#### Task instructions:
From the data that follows, print exactly the lines starting at the one containing "Target: wall-mounted pipe" and ending at the one containing "The component shall return one point per instance of the metal"; include both of them and nothing more.

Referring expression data
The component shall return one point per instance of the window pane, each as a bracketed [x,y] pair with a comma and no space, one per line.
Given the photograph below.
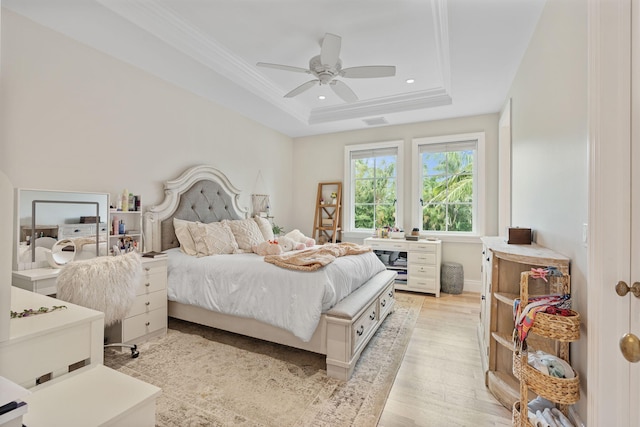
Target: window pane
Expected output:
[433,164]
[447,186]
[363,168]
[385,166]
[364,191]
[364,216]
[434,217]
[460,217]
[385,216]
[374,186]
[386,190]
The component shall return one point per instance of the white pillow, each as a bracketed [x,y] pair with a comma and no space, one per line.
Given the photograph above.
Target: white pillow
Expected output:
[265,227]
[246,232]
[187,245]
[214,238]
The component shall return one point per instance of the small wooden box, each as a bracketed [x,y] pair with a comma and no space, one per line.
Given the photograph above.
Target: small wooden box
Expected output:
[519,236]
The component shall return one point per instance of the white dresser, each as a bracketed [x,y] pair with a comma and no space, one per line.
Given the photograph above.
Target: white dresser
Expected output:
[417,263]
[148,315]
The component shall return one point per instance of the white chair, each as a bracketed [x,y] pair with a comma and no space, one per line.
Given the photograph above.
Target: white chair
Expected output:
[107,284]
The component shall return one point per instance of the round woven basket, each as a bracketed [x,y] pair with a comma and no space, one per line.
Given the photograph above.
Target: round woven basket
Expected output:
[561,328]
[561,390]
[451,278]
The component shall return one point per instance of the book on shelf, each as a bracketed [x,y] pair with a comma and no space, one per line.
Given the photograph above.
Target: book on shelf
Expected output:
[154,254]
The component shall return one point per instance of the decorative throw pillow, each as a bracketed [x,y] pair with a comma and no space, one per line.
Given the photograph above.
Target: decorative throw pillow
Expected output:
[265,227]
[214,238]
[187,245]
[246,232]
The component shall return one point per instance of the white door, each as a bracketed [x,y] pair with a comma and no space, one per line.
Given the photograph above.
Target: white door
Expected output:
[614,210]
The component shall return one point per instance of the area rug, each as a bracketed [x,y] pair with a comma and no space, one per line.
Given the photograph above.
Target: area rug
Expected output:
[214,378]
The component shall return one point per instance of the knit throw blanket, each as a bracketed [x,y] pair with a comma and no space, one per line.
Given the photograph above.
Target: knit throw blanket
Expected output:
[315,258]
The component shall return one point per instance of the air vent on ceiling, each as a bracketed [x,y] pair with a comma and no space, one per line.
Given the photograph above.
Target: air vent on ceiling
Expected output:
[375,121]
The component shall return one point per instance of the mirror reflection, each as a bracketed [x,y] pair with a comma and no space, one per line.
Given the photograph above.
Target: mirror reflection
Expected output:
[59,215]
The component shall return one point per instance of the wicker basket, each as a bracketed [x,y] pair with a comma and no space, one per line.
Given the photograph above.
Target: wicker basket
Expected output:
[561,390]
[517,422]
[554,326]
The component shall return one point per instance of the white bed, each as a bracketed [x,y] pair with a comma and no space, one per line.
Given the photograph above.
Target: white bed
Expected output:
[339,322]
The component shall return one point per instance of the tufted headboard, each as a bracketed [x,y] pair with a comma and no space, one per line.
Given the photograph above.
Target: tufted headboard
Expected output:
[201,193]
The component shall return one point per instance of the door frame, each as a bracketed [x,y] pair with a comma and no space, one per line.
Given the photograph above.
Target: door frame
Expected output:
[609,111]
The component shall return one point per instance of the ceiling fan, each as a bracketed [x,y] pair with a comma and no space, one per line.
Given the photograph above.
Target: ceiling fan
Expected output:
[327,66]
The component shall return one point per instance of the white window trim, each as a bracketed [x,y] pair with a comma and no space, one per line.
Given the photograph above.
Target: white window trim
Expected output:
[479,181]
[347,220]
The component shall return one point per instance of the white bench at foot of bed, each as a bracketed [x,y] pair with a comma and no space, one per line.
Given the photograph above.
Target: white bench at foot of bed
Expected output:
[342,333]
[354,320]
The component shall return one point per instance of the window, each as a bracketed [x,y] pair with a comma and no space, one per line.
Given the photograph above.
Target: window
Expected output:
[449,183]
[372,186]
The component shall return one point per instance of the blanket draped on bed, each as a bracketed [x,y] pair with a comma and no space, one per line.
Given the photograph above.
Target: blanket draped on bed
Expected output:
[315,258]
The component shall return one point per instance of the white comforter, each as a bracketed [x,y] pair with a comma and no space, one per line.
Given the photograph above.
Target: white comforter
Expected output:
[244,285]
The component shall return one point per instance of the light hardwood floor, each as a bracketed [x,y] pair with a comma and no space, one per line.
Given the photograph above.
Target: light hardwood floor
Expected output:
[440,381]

* * *

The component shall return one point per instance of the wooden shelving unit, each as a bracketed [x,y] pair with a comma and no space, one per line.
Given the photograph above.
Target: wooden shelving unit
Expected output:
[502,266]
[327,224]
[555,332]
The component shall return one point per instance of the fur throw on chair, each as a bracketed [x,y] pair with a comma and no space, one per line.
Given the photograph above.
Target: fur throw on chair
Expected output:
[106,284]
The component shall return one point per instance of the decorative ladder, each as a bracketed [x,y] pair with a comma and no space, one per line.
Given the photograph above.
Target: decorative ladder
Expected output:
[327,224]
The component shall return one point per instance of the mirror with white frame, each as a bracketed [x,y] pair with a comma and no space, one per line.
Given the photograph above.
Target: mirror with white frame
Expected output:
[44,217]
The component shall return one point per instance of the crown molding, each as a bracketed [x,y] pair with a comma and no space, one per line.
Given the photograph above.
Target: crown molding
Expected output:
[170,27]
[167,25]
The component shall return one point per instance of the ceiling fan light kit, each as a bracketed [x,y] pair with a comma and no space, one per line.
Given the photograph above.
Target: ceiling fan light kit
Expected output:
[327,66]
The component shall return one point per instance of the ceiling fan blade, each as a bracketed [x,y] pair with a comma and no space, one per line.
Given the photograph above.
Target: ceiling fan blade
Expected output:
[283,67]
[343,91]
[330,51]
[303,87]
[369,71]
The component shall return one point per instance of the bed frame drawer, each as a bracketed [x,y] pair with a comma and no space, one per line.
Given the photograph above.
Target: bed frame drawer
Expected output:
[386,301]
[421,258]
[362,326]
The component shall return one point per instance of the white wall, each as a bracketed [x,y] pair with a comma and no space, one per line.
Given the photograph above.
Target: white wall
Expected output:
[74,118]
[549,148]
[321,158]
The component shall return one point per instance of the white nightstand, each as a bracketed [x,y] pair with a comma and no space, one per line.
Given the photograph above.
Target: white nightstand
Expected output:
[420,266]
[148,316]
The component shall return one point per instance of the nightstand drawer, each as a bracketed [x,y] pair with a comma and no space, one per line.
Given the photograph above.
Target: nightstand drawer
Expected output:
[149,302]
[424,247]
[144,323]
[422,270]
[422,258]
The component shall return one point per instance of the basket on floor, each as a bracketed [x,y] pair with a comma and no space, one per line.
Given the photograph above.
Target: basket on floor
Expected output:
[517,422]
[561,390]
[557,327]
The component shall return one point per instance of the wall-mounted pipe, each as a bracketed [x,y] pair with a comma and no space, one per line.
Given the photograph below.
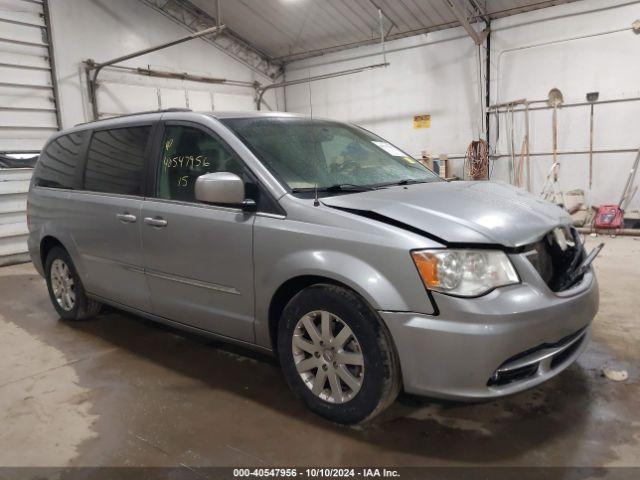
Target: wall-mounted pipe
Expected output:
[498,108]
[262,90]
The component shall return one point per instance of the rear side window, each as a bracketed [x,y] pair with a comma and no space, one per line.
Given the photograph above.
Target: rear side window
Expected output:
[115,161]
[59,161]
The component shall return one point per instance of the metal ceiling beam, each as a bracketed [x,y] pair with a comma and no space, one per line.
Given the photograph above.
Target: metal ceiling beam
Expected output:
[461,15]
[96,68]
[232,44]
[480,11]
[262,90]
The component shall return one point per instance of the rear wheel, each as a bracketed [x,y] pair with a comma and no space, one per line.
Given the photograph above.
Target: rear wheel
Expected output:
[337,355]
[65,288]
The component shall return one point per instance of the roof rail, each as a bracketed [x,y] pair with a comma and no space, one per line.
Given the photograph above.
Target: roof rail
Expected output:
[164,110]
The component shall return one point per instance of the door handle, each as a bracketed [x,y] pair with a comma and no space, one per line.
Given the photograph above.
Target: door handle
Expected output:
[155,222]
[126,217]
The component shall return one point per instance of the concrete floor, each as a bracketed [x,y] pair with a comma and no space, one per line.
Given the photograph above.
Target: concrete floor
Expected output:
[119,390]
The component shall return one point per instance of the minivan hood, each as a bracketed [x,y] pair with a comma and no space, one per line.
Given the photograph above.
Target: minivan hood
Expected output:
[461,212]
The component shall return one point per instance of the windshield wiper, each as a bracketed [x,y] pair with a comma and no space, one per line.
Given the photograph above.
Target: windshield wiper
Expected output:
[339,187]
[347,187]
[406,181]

#### Task answer:
Target: wall-mounted pipe
Expected output:
[498,108]
[262,90]
The component shall return one point per instance of the rear side window, each as a bracketed [x,y] pair with a comma and no space, one per line.
Given the photograph above.
Target: rear side window
Expected output:
[115,161]
[59,161]
The component shall return one point per instance of the metal ceiling beam, each as a bracketed [x,y] pair with a comma and no space, one per line.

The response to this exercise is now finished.